What this task involves: Scan the listing below. Report each line that includes "glossy".

BEGIN

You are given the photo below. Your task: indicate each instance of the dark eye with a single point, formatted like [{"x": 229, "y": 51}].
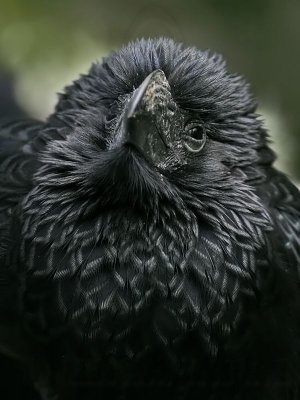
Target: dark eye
[{"x": 195, "y": 136}]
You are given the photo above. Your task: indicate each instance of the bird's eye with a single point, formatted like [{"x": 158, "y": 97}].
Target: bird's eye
[{"x": 195, "y": 136}]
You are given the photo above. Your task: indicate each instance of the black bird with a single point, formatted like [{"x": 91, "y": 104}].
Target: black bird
[{"x": 148, "y": 245}]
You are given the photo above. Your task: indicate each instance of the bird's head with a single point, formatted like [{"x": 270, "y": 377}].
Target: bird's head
[{"x": 156, "y": 122}]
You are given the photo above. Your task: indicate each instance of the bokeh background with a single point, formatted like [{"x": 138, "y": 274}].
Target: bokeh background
[{"x": 46, "y": 44}]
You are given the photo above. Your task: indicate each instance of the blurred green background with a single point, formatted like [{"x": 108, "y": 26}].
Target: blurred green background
[{"x": 46, "y": 44}]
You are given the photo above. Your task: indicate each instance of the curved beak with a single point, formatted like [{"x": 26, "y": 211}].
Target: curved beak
[{"x": 144, "y": 117}]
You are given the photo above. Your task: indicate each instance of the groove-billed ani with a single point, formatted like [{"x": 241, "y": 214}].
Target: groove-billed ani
[{"x": 148, "y": 246}]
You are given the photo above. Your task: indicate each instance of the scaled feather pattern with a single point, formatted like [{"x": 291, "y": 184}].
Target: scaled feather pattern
[{"x": 148, "y": 247}]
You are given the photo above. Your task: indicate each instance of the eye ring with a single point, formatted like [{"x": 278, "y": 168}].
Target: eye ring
[{"x": 195, "y": 136}]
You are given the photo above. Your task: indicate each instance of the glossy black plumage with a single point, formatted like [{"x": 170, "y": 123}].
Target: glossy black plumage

END

Answer box:
You are given the photo above. Your task: indicate each instance of the glossy black plumage with a single point, formatted like [{"x": 170, "y": 123}].
Target: glossy black plumage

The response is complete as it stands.